**What you will do:** Drop the pictures, then repeat every record exactly as it stands.

START Records for this task

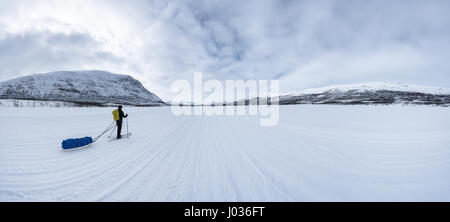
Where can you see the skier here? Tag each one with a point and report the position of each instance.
(118, 116)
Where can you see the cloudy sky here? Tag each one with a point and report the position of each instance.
(302, 43)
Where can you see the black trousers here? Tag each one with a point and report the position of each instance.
(119, 127)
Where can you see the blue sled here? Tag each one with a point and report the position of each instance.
(76, 143)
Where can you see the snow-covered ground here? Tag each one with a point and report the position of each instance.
(315, 153)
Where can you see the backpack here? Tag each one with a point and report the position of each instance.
(116, 114)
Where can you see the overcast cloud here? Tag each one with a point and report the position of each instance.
(302, 43)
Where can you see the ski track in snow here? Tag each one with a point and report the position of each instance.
(315, 153)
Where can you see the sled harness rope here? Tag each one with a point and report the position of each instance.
(111, 126)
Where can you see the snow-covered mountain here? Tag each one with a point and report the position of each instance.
(368, 93)
(80, 87)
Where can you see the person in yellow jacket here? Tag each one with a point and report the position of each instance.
(118, 116)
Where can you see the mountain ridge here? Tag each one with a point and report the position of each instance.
(91, 87)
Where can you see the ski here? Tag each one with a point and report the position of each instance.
(123, 136)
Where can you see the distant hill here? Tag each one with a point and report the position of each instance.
(96, 88)
(367, 94)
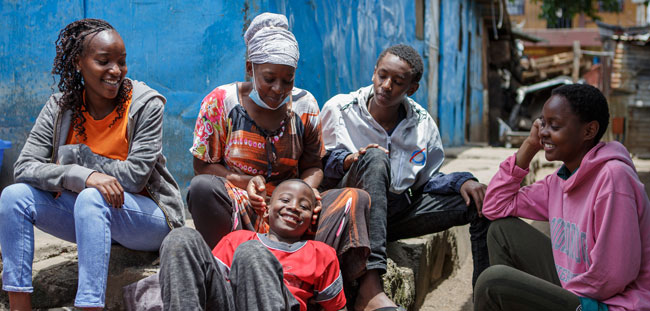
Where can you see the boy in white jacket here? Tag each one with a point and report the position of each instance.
(381, 141)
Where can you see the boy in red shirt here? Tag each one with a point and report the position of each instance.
(251, 271)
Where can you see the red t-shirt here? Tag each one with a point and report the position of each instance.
(310, 268)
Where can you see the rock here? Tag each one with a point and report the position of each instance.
(55, 277)
(417, 265)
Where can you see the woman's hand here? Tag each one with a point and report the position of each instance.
(534, 139)
(354, 157)
(472, 190)
(256, 190)
(317, 209)
(530, 146)
(108, 186)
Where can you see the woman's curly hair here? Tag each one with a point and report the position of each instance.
(69, 47)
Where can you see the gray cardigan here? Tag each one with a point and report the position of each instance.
(48, 164)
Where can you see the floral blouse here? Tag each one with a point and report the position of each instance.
(224, 133)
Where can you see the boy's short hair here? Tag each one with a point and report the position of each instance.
(298, 180)
(588, 103)
(409, 55)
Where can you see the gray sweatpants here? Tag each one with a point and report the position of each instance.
(522, 274)
(190, 278)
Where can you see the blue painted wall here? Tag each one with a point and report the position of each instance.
(184, 49)
(460, 86)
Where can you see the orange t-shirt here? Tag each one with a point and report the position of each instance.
(110, 142)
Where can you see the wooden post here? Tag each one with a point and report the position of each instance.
(576, 61)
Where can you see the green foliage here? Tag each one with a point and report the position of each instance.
(568, 9)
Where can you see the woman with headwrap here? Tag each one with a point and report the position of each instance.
(250, 136)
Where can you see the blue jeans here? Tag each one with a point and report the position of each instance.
(84, 218)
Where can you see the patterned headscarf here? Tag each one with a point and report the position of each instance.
(269, 40)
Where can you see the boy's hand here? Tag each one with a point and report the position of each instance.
(476, 191)
(108, 186)
(354, 157)
(256, 190)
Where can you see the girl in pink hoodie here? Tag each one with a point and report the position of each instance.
(597, 257)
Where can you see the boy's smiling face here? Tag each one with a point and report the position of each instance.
(563, 135)
(290, 211)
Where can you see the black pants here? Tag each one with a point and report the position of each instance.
(190, 278)
(522, 274)
(394, 217)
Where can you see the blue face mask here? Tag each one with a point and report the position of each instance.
(255, 96)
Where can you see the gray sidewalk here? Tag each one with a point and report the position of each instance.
(452, 294)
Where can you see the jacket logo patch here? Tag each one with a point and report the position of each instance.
(418, 157)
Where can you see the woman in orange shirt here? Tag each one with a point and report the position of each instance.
(92, 169)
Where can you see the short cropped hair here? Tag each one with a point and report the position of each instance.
(588, 103)
(409, 55)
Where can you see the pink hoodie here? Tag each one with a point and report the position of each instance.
(600, 227)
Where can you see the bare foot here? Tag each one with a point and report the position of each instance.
(371, 294)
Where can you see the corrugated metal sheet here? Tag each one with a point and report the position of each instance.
(186, 48)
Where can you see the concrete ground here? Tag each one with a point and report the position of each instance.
(452, 294)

END Records for this task

**Written solution:**
Where can you see the skier here? Tag each one with a point and report the position of each instance.
(118, 116)
Where can you see the cloudy sky here? Tag each one with a point and report the position of each instance.
(302, 43)
Where can you see the black trousers here? Tag each one with a point and report the position of each instance.
(119, 127)
Where can you see the blue sled here? Tag each one with a point and report the position of each instance.
(76, 143)
Where can you see the snow-covered ground here? Tag each one with a point and report the position of each instance.
(315, 153)
Where can you see the backpack here? Tag each one with a point and report the position of each instance.
(116, 114)
Where can you see the overcast cloud here? Tag each one with a point and report the position of each instance.
(302, 43)
Where can you see the ski track in snow here? Tag each one with a point and report the position of each instance.
(315, 153)
Where can you see the sled harness rope here? Tag each one with a point and report the position of each instance.
(111, 126)
Where can you see the snow-covered mountain here? Tag each one with a point and report the position of each instance.
(368, 93)
(80, 87)
Where can you see the person in yellow jacket here? Tag each one with a point and report the position of each instance.
(118, 116)
Where can you see the mountain ridge here? Tag each one with a point and report the position of each instance.
(91, 87)
Where can you see the ski here? Tag each one with a point and report the position of each instance.
(123, 136)
Where can you see the distant hill here? Tag each one with a point and report the position of each instance.
(96, 88)
(367, 94)
Where can you see the boy in white jacket here? Tag each one with a point and report the position of each instance.
(381, 141)
Where can you see the boy in red shirt here? Tag each one with a point and report the position of each instance.
(251, 271)
Where can you see the red t-shirt here? Tag each one with a point and report the position of each instance.
(310, 268)
Where can you see the rock here? Tag each one with a point and report the position of each instance.
(55, 277)
(417, 265)
Where can you see the woman's hand here? Tag each one with a point and report the position of each instance.
(534, 139)
(354, 157)
(472, 190)
(256, 190)
(317, 209)
(530, 146)
(108, 186)
Where can you see the woman's curly hair here? Tag each one with a point and report the position of each instance.
(69, 47)
Where can you see the gray cardigan here? Tag each one with a point and report the position of each instance.
(48, 164)
Where can you see the floral blouse here? Tag each one with a point and report the position of each instance.
(224, 133)
Where can you see the boy's short hair here? Tag each one with a point and report the position of each instance.
(298, 180)
(588, 103)
(409, 55)
Where can you see the gray sweatpants here? Tag each one with a point and report the position of each instance.
(522, 274)
(190, 278)
Where can you see the blue painted wall here? Tag each one with a point and report the position of each instance.
(184, 49)
(460, 86)
Where can you see the orange t-shirt here? Tag each one with a point and report the position of each instance.
(110, 142)
Where can you see the wooden post here? Tag each one with a point and report the position of each instance.
(576, 61)
Where can you see the green foliage here? Tag each one with a point and report the position of each instance.
(568, 9)
Where can you see the woman with headwrap here? Tag each one with a point and report the position of each instance.
(250, 136)
Where can you see the blue jeans here? Tag each one with a point and report the position of each instance.
(84, 218)
Where can you see the patterned headscarf here? Tag each one with a point and report the position of each instance.
(269, 40)
Where can you see the boy's hand here? Tag each one with a point and report the position of each instance.
(476, 191)
(108, 186)
(354, 157)
(256, 190)
Where can you see the girl in pink hoodie here? Tag each one with a point and report the position of each instance.
(597, 257)
Where can you see the boy's smiling face here? Tag each one with a point and report the position of each instance.
(563, 135)
(290, 211)
Where can you see the black pants here? Tag each one with a point and report the position of each instance.
(190, 278)
(522, 274)
(394, 217)
Where can you see the blue face mask here? Tag each one with a point and report the position of each instance.
(255, 96)
Where can you see the gray sidewalk here? Tag each one with a point and report the position of each instance.
(452, 294)
Where can you see the jacket logo patch here? Tag each one with a point and report the position of each instance.
(418, 157)
Where can you see the woman in orange shirt here? Tag each one with a point and report the position of each instance.
(92, 169)
Where can you see the short cropped hair here? Tag each one with a point and report the position of each instance.
(588, 103)
(409, 55)
Where can you see the pink hoodie here? Tag each one with a point and report the position of each instance.
(600, 227)
Where can you see the bare foot here? Tag each one with a point and report the position of each instance.
(371, 294)
Where can you see the corrugated metal sheet here? Tag each one with a point and report the position of each instance.
(186, 48)
Where can you see the concrete ground here? Tag each one with a point and report the position of each instance.
(452, 294)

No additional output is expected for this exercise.